## Records to process:
--------

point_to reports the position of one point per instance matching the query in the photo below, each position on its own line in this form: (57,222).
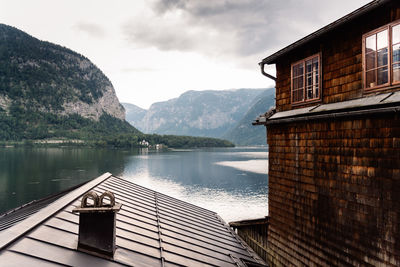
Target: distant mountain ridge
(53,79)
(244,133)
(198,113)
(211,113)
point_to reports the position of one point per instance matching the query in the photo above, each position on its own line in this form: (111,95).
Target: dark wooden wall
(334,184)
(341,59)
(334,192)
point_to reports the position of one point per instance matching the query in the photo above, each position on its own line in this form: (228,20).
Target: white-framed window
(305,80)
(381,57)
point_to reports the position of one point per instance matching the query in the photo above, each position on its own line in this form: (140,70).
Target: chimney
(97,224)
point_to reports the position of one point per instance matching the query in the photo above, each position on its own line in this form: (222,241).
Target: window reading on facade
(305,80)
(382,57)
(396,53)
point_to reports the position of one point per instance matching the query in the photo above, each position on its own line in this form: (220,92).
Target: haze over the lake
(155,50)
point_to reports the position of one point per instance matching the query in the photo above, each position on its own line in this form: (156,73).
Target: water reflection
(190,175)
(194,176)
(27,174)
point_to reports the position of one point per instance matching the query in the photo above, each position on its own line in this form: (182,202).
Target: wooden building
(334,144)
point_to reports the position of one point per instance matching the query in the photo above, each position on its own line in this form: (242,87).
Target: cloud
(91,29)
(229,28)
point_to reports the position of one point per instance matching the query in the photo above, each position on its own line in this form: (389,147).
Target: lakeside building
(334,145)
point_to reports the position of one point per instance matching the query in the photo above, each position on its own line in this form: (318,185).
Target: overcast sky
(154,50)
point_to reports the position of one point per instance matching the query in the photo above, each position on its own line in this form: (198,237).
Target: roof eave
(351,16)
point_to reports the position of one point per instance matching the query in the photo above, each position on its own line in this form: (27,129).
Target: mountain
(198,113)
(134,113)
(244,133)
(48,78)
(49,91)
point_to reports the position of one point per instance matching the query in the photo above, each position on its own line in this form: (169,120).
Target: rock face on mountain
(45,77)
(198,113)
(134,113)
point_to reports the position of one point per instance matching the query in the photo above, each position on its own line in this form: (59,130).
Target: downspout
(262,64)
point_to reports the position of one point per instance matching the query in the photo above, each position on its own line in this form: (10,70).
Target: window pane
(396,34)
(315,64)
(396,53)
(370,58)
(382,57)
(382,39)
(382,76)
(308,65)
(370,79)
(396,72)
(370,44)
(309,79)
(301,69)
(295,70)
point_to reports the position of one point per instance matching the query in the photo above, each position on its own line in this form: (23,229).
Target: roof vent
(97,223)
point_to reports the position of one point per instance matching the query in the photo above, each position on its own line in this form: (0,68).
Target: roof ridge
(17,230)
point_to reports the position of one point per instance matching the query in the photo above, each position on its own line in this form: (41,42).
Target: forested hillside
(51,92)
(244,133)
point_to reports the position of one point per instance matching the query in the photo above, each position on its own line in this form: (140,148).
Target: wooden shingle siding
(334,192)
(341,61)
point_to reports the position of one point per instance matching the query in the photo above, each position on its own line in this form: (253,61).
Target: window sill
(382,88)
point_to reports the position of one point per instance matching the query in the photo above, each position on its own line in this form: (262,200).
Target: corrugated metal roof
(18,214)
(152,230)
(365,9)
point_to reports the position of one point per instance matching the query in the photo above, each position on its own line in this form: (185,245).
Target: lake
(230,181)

--------

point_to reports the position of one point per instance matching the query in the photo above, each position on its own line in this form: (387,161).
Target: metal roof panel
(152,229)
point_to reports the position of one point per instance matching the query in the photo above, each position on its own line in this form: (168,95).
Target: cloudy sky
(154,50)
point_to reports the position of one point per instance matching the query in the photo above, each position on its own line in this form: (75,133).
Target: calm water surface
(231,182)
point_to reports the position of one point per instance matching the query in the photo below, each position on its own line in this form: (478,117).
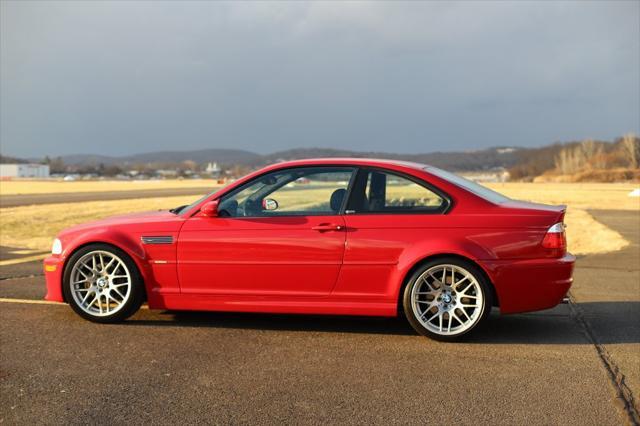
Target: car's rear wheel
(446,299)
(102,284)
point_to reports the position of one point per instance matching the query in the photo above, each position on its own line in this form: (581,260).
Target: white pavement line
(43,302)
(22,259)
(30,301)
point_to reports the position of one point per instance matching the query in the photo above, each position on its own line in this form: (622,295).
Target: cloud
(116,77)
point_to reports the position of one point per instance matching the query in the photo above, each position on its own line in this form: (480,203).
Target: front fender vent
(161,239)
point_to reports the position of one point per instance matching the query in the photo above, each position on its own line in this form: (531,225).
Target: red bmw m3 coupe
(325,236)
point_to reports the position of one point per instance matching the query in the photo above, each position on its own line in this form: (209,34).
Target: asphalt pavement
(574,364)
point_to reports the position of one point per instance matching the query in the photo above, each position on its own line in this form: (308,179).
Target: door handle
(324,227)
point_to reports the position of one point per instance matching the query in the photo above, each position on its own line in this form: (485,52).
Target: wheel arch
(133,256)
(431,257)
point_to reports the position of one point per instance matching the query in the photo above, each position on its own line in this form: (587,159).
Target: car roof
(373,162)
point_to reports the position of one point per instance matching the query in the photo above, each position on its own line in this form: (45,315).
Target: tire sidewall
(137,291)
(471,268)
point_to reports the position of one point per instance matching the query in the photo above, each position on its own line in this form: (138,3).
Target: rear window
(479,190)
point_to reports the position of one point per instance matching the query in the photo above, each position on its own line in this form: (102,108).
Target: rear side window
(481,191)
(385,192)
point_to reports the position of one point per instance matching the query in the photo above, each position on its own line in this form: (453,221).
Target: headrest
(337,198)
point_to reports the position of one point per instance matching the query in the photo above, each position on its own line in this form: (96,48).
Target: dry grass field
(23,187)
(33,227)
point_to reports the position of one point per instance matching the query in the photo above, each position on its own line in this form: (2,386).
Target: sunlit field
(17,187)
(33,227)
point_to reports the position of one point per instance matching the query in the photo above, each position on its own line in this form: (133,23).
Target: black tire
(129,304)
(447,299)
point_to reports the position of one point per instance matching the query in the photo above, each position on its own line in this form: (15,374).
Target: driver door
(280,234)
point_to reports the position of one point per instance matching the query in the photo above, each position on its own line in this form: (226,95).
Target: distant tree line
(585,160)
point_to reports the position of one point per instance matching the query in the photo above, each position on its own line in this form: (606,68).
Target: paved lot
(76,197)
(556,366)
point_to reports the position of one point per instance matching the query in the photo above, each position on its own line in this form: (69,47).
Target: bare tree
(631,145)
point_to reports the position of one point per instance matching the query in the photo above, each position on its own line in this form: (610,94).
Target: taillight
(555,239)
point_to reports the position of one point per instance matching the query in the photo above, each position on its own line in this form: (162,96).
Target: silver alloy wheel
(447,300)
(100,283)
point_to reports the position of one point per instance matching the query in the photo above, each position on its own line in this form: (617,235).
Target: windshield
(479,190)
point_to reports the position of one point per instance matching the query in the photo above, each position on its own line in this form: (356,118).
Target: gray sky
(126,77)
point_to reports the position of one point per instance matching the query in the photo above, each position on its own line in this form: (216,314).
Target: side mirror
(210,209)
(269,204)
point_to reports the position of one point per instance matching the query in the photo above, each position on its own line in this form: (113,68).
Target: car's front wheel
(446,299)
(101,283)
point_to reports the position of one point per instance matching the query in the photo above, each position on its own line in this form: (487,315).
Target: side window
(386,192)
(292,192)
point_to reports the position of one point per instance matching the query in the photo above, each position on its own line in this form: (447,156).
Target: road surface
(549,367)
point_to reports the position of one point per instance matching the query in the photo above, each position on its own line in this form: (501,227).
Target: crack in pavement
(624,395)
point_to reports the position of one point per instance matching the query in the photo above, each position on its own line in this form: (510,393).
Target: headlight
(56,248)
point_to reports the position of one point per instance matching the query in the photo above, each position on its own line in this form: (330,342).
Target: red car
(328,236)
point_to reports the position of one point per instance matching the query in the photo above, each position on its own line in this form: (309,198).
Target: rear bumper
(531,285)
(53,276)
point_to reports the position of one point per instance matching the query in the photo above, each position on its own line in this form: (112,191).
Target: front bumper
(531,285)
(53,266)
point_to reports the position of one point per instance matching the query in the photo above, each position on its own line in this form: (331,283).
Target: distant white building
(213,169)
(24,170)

--------

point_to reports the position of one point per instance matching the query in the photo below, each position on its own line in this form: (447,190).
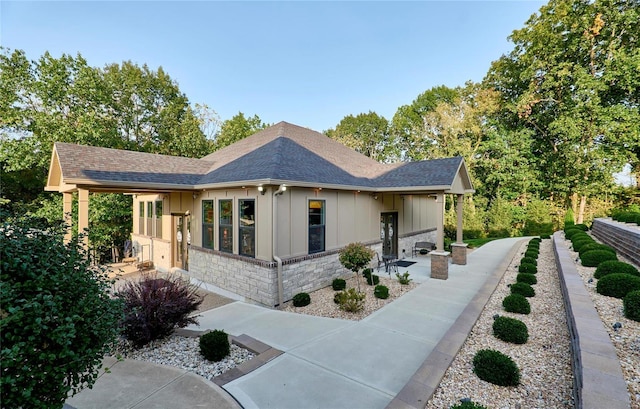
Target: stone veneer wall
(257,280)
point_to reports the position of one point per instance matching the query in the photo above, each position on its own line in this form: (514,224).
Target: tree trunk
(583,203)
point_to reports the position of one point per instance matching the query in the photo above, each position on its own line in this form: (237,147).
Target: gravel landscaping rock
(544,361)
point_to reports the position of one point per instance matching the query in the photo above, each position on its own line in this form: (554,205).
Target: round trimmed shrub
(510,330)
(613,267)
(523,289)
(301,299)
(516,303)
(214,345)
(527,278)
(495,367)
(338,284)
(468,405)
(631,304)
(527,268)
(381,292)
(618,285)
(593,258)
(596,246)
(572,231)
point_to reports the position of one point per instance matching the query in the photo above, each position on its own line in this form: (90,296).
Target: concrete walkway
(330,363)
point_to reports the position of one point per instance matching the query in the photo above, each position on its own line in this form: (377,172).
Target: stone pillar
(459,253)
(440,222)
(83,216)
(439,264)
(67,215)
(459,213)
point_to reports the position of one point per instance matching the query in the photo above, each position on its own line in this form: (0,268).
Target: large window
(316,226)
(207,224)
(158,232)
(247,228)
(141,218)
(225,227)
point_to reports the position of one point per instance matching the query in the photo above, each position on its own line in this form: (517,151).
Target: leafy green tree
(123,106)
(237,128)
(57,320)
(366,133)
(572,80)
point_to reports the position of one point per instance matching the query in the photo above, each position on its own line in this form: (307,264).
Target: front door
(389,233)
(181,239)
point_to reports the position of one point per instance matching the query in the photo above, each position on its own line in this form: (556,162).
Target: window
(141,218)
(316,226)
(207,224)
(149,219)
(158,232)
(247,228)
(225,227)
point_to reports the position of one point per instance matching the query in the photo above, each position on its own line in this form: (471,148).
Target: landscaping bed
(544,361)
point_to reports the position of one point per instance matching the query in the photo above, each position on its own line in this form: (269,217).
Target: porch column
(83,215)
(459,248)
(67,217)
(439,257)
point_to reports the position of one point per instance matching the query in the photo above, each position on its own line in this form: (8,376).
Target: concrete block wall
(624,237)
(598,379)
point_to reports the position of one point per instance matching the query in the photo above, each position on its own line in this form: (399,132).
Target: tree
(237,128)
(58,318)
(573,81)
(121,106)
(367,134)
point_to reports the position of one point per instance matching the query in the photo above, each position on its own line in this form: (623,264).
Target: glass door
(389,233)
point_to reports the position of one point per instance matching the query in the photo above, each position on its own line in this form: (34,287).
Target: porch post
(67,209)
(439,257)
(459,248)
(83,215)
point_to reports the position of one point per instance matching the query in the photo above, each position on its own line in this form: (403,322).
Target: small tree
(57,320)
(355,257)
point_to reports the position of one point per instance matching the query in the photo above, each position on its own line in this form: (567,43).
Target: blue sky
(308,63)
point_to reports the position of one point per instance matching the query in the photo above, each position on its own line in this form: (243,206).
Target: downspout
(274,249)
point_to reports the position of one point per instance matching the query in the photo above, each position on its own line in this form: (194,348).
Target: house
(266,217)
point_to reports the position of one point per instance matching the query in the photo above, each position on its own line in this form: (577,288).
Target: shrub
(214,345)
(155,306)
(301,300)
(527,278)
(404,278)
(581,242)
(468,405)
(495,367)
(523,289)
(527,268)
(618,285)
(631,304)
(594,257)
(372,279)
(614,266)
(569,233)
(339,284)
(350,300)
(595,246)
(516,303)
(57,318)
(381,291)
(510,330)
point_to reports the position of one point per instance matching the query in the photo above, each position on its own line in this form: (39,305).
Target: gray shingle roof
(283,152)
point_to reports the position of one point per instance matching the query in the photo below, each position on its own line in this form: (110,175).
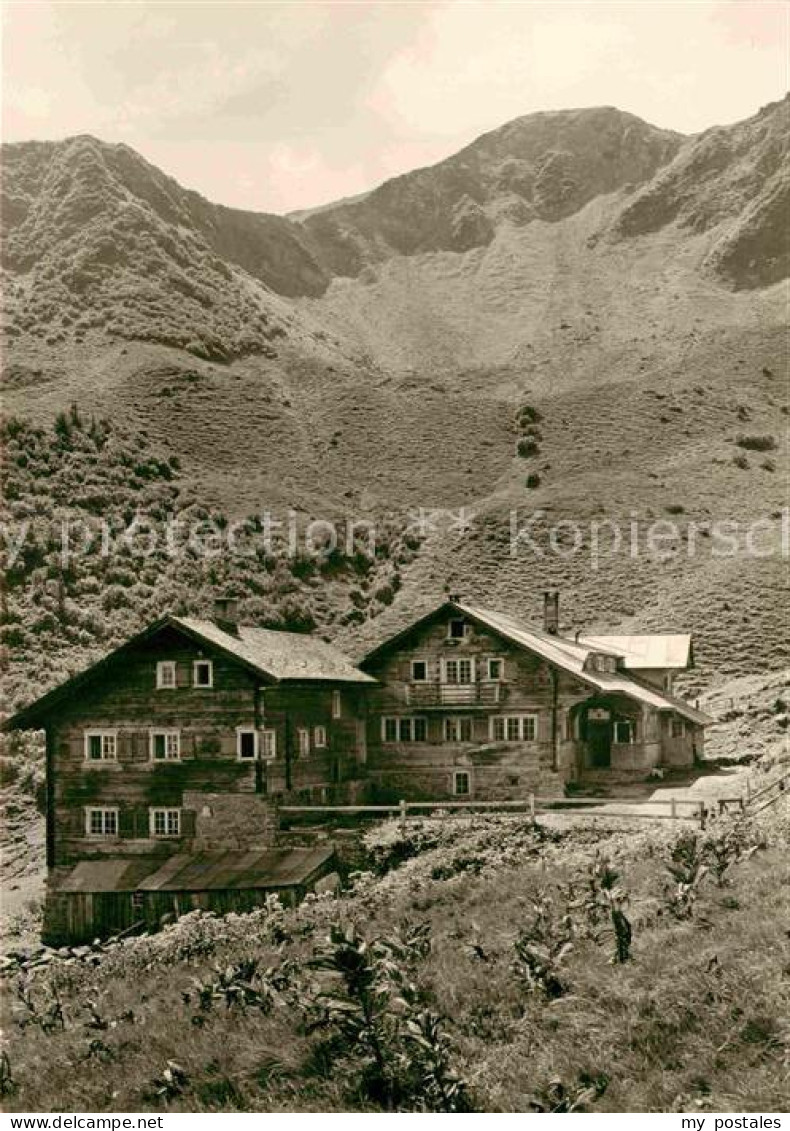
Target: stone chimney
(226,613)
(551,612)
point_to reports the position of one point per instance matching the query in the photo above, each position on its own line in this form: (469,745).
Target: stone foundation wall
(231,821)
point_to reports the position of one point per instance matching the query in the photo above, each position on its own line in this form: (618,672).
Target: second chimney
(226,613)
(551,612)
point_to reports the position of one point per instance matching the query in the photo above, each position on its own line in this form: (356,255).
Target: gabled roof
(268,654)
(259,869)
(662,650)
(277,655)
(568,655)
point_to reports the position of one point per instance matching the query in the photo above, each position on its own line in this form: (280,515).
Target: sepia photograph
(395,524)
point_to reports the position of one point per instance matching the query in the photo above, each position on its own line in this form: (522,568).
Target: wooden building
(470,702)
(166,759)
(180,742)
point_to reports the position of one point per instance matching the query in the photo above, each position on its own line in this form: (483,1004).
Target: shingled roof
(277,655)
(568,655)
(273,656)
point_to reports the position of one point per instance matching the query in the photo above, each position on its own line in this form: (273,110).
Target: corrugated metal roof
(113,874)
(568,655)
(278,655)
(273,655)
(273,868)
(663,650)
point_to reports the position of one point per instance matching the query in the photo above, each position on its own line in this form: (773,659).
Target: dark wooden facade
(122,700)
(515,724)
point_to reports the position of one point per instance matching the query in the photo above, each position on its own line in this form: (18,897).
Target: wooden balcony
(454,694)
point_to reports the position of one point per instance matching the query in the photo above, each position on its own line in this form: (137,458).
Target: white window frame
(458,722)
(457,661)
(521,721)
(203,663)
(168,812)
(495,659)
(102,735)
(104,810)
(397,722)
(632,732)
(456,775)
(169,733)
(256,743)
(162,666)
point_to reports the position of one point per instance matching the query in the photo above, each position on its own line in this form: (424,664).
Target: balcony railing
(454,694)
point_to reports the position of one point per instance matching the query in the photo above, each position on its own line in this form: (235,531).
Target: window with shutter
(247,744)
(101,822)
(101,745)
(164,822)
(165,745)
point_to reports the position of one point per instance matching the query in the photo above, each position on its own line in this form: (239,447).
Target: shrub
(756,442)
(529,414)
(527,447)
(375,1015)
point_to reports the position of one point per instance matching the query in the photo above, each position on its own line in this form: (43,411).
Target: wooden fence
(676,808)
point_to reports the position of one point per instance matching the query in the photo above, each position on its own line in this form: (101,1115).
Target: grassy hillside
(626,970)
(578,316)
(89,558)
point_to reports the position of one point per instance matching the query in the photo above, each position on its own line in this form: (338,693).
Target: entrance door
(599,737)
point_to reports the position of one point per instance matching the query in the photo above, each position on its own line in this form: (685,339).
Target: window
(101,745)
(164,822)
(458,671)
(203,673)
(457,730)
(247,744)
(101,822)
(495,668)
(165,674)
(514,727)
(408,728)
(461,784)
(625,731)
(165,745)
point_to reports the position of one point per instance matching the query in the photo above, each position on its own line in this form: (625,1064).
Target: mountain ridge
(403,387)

--------

Please extract every line in the records above that contains the word "vent", and copy each one in full.

## Correct response:
Target: roof vent
Target: front fender vent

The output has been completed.